## Given task 1
Summarize the article on marijuana arrests in New York City in two sentences.
===============
Thirty years ago the State of New York decided it would quit jailing people for possession of small amounts of marijuana. Those caught with small amounts, instead of being arrested, jailed, and prosecuted for a crime, would be issued a summons and face the same maximum as those accused of improper use of a bicycle: a $100 fine
So much for the law. How about law enforcement? The police in New York City have had other ideas. There are two exceptions to New York law in the treatment of marijuana with a small fine: Anyone caught with “burning” marijuana or with marijuana “open to public view” faces a misdemeanor criminal charge.
Low level marijuana arrests in New York City remain very high. This is while all crime in the city has declined by about sixty percent in the last three decades. Paul Brown, the New York City Police Department’s chief spokesman, states “Attention to marijuana and lower-level crime in general has helped drive crime down.” The opposite view is taken by Harry Levine, a sociologist at Queens College. He says the only research on the issue suggests that marijuana arrests have played little role in reducing the general crime rate.
A study just released shows a strong racial bent to these marijuana police arrests between 1998 and 2007. In that period 374,900 people were arrested with the most serious crime being misdemeanor possession of marijuana. That is eight times the number of arrests on those same charges in the period between 1988 and 1997, when 45,300 people were arrested. Also found in the study of the 1998 to 2007 period: 90 per cent of those arrested were men, and 83 percent were black or Latino. Whites, who are 35 percent of the City’s population, were only 15 percent of those charged, even though federal surveys show that whites are more likely than blacks or Latinos to use marijuana.
===============
## Given task 2
List every line of the rows that contains the word "screen".

Lines of data:
===============
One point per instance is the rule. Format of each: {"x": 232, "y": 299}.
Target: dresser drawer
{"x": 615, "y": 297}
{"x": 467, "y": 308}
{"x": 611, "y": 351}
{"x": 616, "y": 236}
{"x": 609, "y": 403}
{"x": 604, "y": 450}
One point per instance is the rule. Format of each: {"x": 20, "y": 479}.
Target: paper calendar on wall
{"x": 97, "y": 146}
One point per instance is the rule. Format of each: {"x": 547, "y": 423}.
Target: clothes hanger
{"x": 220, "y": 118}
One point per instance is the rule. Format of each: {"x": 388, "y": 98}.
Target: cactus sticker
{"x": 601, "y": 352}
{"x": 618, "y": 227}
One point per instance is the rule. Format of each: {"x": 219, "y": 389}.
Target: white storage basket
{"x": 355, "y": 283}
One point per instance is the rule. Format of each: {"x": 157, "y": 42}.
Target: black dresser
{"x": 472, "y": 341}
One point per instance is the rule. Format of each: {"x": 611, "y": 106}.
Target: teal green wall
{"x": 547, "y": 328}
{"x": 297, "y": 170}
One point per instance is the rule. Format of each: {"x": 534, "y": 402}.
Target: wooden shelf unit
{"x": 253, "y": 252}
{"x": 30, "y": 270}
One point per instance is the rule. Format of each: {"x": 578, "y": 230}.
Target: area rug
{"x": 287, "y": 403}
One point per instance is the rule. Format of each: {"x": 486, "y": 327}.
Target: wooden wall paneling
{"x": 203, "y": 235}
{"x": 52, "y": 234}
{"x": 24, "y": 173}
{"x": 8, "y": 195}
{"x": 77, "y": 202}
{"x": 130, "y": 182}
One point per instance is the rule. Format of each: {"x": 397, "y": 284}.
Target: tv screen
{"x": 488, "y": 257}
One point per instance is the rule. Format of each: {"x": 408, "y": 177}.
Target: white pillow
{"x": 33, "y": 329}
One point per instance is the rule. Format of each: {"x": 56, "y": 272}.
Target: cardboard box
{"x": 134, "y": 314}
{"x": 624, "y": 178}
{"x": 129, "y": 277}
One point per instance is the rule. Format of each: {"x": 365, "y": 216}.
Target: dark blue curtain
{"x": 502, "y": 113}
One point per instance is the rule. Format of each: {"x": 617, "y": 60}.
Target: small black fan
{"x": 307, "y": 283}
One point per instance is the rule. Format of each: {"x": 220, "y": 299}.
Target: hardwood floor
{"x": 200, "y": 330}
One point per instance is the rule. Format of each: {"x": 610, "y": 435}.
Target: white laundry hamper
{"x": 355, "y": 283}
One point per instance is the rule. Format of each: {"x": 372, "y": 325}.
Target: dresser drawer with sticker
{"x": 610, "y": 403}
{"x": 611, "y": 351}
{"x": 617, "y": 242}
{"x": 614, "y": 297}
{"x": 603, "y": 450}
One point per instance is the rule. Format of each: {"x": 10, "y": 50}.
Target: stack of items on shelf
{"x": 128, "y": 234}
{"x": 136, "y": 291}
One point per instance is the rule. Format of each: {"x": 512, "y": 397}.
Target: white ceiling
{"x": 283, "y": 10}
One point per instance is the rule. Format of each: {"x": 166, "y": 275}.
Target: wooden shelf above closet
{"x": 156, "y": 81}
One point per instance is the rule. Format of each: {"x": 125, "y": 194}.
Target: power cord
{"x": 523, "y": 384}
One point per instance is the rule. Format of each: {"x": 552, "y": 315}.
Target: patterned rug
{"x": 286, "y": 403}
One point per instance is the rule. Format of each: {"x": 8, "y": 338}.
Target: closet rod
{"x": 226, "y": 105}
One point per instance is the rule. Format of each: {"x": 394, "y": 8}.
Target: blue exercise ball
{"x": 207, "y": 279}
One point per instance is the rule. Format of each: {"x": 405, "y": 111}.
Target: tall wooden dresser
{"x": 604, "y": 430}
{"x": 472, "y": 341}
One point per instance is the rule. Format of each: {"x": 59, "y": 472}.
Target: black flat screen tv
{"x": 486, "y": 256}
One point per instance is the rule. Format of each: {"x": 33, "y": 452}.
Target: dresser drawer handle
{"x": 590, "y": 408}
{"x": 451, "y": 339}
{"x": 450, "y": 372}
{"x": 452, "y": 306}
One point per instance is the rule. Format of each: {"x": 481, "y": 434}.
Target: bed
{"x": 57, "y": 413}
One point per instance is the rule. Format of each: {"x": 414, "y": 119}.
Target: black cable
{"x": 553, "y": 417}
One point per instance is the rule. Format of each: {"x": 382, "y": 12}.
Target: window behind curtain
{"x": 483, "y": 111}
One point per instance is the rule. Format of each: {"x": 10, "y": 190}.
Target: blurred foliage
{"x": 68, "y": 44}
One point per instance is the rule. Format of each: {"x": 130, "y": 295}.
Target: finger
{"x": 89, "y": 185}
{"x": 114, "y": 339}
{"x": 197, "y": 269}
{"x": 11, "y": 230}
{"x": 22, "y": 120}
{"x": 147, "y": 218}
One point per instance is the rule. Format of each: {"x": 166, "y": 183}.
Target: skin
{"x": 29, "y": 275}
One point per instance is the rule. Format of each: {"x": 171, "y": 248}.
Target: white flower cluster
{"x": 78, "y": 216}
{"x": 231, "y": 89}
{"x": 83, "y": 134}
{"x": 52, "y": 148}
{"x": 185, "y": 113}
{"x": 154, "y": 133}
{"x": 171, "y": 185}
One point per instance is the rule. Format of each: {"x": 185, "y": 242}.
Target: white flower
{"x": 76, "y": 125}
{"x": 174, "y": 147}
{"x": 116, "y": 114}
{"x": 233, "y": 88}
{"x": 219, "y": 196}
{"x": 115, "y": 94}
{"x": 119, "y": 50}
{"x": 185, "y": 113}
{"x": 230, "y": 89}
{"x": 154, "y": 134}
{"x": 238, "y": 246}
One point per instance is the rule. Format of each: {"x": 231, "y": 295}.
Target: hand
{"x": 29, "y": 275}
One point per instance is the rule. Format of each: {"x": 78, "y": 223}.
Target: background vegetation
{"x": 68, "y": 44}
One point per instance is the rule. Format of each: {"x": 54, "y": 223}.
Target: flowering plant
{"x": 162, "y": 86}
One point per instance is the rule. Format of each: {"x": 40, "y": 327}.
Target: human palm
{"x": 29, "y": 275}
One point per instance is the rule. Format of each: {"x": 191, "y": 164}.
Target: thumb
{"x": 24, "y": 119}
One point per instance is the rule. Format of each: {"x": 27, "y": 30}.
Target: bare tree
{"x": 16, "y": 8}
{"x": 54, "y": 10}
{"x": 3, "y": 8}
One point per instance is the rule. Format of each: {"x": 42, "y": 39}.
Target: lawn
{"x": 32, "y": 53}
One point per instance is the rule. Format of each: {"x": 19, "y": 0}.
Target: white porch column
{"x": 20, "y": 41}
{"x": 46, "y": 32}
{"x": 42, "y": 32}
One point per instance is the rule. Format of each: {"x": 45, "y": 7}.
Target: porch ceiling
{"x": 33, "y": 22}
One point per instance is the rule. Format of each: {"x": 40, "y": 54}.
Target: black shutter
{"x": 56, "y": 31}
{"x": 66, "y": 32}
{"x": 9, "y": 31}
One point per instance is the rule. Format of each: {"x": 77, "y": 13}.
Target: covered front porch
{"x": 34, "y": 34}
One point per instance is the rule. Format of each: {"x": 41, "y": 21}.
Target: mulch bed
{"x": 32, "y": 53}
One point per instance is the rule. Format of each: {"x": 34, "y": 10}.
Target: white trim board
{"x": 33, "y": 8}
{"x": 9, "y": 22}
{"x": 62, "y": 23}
===============
## Right answer 1
Thirty years ago New York State decided that people caught with small amounts of marijuana would get a summons and a fine of at most $100 instead of being arrested, but the New York City police have had other ideas, and low-level marijuana arrests in the city remain very high. A study of 1998 to 2007 found 374,900 such arrests, eight times the number in the previous decade, and 83 percent of those arrested were black or Latino, even though federal surveys show whites are more likely to use marijuana.

## Right answer 2
Target: tv screen
Target: black flat screen tv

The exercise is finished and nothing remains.